(RECORDS SUPPLIED)
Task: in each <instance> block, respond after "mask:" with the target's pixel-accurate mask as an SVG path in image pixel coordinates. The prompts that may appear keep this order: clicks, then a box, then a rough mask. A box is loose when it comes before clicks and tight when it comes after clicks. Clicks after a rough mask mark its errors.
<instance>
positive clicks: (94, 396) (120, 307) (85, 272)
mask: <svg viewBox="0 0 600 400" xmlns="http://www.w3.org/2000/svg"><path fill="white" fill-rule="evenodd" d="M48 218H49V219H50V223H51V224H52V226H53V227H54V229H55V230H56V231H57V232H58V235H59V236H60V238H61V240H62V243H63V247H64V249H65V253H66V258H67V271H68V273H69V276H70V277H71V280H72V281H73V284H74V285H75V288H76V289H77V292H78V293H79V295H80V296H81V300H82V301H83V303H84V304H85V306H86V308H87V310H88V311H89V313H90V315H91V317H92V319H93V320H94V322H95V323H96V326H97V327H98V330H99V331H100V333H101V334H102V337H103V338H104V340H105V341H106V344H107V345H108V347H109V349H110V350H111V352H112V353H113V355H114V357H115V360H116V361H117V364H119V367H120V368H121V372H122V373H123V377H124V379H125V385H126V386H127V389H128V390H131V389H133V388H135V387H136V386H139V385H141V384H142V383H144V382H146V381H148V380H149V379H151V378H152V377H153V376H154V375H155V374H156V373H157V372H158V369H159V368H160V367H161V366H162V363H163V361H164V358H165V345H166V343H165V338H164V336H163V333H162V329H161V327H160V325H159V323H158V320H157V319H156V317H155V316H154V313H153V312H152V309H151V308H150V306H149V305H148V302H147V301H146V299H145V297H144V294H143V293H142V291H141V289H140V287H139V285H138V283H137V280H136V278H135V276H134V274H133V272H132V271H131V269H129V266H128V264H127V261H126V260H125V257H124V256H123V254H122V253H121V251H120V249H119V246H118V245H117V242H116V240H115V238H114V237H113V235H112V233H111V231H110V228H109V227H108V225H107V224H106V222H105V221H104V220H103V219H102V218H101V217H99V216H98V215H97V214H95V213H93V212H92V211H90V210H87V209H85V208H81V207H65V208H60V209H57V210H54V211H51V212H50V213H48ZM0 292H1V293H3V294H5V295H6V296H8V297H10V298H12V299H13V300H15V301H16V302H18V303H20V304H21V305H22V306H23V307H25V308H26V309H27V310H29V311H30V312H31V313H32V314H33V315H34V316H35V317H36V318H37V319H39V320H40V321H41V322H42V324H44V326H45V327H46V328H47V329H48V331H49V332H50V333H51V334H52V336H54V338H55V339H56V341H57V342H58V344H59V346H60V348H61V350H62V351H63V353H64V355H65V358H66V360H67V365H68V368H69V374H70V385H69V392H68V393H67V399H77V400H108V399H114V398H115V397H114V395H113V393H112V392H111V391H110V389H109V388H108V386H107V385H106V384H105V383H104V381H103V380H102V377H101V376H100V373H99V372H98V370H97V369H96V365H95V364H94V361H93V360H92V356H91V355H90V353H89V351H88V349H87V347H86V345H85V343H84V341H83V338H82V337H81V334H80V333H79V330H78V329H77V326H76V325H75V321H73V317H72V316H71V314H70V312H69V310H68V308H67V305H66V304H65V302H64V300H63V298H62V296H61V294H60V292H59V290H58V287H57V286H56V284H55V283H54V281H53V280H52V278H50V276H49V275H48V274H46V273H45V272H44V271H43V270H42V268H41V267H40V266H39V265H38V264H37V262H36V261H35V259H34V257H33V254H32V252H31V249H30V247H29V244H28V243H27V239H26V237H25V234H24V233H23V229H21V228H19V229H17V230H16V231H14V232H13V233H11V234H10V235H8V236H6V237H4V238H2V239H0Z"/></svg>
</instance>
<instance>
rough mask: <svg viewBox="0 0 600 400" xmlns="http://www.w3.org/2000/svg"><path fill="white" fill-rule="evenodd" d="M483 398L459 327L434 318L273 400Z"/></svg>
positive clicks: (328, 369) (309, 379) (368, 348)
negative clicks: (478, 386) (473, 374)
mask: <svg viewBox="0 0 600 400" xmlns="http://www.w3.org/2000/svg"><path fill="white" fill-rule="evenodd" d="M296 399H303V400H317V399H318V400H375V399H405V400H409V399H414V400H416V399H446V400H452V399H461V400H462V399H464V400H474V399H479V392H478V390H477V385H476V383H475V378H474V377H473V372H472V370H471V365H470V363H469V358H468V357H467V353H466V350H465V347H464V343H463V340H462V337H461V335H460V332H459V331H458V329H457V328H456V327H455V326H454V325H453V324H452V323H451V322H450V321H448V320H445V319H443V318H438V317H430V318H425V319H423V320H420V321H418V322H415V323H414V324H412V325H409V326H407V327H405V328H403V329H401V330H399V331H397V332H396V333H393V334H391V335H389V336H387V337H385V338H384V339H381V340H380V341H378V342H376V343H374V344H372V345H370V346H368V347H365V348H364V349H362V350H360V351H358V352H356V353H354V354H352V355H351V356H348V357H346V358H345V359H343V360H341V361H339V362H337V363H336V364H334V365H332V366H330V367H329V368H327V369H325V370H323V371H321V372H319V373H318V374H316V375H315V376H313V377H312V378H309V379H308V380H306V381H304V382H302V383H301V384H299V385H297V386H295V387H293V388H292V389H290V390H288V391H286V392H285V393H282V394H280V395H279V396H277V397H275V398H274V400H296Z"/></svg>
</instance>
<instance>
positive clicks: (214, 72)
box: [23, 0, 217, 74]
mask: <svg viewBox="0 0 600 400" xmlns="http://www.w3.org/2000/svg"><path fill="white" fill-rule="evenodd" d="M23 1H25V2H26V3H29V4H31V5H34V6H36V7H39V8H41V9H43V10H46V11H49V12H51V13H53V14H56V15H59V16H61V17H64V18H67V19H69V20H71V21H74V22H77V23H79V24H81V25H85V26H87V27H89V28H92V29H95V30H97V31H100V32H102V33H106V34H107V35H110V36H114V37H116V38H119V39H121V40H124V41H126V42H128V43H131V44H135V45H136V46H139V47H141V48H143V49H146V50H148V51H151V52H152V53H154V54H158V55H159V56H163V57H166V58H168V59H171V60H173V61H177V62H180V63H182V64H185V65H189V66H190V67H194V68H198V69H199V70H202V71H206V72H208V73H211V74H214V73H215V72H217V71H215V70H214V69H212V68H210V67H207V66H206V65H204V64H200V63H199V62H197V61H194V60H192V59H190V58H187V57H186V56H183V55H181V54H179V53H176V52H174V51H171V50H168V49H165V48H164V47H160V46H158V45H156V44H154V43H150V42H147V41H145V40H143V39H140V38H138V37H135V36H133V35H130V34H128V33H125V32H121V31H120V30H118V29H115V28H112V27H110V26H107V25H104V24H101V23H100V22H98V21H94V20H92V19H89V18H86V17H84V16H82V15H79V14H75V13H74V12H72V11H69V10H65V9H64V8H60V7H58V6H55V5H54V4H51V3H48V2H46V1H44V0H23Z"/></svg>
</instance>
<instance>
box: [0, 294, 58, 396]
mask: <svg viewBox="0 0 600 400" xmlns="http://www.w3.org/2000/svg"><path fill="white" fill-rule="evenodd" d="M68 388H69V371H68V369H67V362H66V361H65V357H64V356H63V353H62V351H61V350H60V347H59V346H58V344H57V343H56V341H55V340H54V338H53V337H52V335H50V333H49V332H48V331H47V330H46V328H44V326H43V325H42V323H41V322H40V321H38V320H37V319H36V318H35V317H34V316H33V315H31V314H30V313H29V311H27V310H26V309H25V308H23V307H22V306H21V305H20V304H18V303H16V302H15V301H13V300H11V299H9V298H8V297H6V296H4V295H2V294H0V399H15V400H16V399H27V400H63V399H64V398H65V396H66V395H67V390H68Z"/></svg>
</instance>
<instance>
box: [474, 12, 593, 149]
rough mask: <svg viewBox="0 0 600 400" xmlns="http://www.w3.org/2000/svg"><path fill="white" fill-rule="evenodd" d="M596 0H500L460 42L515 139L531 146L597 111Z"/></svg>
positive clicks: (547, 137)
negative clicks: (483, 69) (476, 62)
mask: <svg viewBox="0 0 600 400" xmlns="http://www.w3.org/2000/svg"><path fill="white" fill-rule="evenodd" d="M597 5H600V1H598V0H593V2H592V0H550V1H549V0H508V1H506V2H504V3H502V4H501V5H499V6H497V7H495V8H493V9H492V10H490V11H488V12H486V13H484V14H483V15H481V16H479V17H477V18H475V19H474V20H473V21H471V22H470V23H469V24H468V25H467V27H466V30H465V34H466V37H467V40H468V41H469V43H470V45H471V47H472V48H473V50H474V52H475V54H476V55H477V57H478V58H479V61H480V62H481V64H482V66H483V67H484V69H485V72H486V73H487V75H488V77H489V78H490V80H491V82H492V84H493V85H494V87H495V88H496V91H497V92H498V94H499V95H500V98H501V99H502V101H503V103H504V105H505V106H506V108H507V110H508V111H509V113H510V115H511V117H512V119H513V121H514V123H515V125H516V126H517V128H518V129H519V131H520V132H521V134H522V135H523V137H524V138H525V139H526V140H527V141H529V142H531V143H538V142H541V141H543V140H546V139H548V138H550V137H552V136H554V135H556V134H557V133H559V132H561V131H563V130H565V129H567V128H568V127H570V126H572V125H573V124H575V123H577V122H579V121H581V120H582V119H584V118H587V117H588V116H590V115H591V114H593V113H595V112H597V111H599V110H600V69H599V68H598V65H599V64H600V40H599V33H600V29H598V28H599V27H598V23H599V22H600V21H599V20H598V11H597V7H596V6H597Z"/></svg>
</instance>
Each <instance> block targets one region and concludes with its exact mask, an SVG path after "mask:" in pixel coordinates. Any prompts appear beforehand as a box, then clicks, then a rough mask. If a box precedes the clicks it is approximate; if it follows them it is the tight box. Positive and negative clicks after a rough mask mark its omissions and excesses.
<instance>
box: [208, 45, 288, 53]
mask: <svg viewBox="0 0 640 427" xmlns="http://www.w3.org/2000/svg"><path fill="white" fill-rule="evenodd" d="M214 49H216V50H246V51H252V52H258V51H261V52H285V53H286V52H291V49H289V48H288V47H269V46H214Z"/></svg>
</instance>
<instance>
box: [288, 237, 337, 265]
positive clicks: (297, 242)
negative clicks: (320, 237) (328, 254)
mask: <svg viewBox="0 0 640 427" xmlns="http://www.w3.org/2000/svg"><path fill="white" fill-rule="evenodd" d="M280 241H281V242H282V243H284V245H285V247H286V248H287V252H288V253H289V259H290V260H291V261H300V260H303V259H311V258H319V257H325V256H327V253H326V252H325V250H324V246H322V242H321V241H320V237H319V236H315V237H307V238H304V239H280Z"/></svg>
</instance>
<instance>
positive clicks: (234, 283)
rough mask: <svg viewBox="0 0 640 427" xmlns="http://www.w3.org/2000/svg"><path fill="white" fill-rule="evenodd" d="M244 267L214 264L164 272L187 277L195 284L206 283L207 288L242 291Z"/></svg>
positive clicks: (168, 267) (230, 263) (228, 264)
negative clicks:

(DIRECTIVE) Rewrite the data from its first line through the line containing "positive clicks: (94, 396)", swapping "rough mask" for "coarse mask" and leaving everything else unchanged.

(RESPONSE TO THIS EXERCISE)
Task: in each <instance> block, respond after "mask:" with the target's pixel-accurate mask as an SVG path in image pixel coordinates. The prompts that may appear keep this order: clicks, then a box, then a coarse mask. A box is loose when it comes before clicks and tight when it comes after clicks. Clicks after a coarse mask mark its errors.
<instance>
positive clicks: (94, 396) (120, 307) (85, 272)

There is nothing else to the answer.